(The problem) Output all the data exactly. Pictures do not belong in the copy.

(Material for this exercise)
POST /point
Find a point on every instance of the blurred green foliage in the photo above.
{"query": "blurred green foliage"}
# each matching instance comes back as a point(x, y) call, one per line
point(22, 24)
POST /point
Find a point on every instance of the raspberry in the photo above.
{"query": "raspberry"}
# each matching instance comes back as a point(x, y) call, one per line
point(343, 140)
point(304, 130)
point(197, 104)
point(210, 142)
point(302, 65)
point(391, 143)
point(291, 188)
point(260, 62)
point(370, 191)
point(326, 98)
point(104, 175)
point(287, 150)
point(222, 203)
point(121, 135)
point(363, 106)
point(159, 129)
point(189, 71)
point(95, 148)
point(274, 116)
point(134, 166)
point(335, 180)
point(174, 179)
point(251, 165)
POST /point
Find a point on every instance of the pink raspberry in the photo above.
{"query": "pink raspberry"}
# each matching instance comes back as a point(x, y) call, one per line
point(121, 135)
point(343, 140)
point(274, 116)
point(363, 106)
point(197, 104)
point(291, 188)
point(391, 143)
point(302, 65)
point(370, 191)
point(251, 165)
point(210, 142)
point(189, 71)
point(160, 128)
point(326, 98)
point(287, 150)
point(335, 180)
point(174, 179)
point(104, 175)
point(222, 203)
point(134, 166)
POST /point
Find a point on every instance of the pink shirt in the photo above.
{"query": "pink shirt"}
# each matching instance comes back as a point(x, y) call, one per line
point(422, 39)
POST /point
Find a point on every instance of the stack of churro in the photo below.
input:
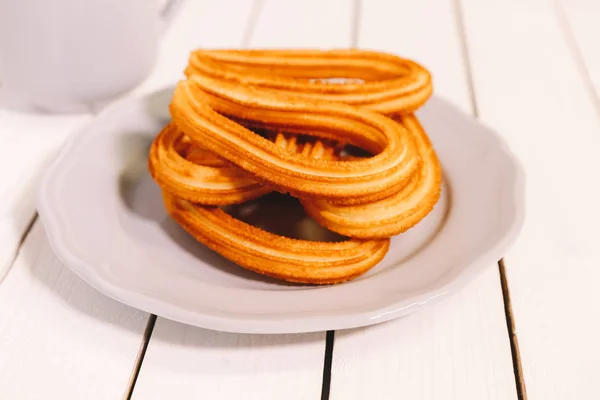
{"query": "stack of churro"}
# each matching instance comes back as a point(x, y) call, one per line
point(249, 122)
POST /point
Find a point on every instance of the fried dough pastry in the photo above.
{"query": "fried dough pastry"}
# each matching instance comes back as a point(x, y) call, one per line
point(376, 81)
point(273, 255)
point(201, 106)
point(215, 152)
point(391, 215)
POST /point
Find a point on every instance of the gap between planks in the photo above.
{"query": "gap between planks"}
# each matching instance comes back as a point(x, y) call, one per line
point(139, 359)
point(510, 324)
point(577, 54)
point(330, 338)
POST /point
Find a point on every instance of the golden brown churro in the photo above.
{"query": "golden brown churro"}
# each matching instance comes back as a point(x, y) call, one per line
point(245, 123)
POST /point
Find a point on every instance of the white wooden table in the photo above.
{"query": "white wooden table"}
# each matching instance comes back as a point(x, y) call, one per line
point(529, 328)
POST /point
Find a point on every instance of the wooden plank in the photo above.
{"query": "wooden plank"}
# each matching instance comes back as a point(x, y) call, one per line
point(59, 338)
point(28, 142)
point(529, 88)
point(459, 348)
point(579, 19)
point(188, 362)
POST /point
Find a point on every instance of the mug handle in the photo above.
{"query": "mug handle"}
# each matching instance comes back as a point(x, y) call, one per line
point(168, 11)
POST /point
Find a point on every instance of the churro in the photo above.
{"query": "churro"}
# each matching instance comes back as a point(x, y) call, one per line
point(215, 152)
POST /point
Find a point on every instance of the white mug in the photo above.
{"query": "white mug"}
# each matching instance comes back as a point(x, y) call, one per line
point(63, 55)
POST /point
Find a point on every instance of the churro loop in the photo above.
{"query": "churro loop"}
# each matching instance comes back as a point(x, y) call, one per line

(Exercise result)
POST /point
Find a point on every instance of the blurred green foliage in the photo above.
{"query": "blurred green foliage"}
# each matching instance comes back as a point(x, y) call, one per line
point(22, 24)
POST /point
Find a point on every instance of the raspberry in the photo above.
{"query": "raspberry"}
# each matching instance comes back as a point(x, y) call, one per line
point(343, 140)
point(304, 130)
point(197, 104)
point(210, 142)
point(302, 65)
point(391, 143)
point(291, 188)
point(260, 62)
point(370, 191)
point(326, 98)
point(104, 175)
point(287, 150)
point(222, 203)
point(121, 135)
point(363, 106)
point(159, 129)
point(189, 71)
point(95, 148)
point(274, 116)
point(134, 166)
point(335, 180)
point(174, 179)
point(251, 165)
POST /point
Find a point on every instance of the pink raspberry in the photo above.
{"query": "pink raspberry"}
# each matching instance comes back as a point(x, y) call, one per line
point(121, 135)
point(343, 140)
point(274, 116)
point(363, 106)
point(197, 104)
point(291, 188)
point(391, 143)
point(302, 65)
point(370, 191)
point(251, 165)
point(210, 142)
point(189, 71)
point(160, 128)
point(326, 98)
point(287, 150)
point(335, 180)
point(174, 179)
point(104, 175)
point(222, 203)
point(134, 166)
POST /point
Find a point on every instance of the pink shirt in the photo above.
{"query": "pink shirt"}
# each matching instance comes back as a point(x, y) call, one per line
point(422, 39)
POST /point
Find a point on every instance of the stack of churro in the photo below.
input:
{"query": "stack of churro"}
# each matching instance comes back as a point(x, y) call, one per line
point(249, 122)
POST /point
Find a point on every instance of the fried dough pastry in the photo above.
{"query": "fried dough pastry"}
# each matching instance comes back as a point(x, y) call, one per line
point(376, 81)
point(273, 255)
point(201, 106)
point(215, 152)
point(391, 215)
POST /point
Find a point on every instance of the gap between planks in the photo above.
{"query": "gap between planks"}
# each matching instance comes back as a point(x, y) call, one per line
point(139, 359)
point(510, 324)
point(577, 54)
point(330, 338)
POST /point
Find a point on every instance of the golden brown churro in the photo above.
{"query": "golden brown churro"}
# each matching instance comes back as a point(x, y) call, one per line
point(245, 123)
POST /point
Find a point on every instance of the white wooden table in the photo above.
{"query": "white wooden table"}
# each matching instance comes back as a point(x, y) call, one per line
point(529, 328)
POST /point
Find a point on every instance of the wooden plank in the photo above.
{"query": "wooden plank"}
# each matching instance comes back as a point(x, y) call, one per line
point(59, 338)
point(28, 142)
point(529, 88)
point(459, 348)
point(579, 19)
point(188, 362)
POST /point
Find a point on every instance of the mug handle in the photo above.
{"query": "mug handle"}
# each matching instance comes back as a point(x, y) call, one per line
point(168, 11)
POST /point
Find a point on every instance of the churro in the photo above.
{"query": "churro"}
# each matching instance comes back as a point(x, y) call, one per line
point(215, 152)
POST /point
Find a point on every instance of the white mug in the photo above.
{"query": "white mug"}
# each matching instance comes back as a point(x, y) call, one per line
point(63, 55)
POST /point
Find a point on every instance of the churro loop in the photo above.
{"query": "churro loop"}
# each matching instance comes back as a point(x, y) call, one per line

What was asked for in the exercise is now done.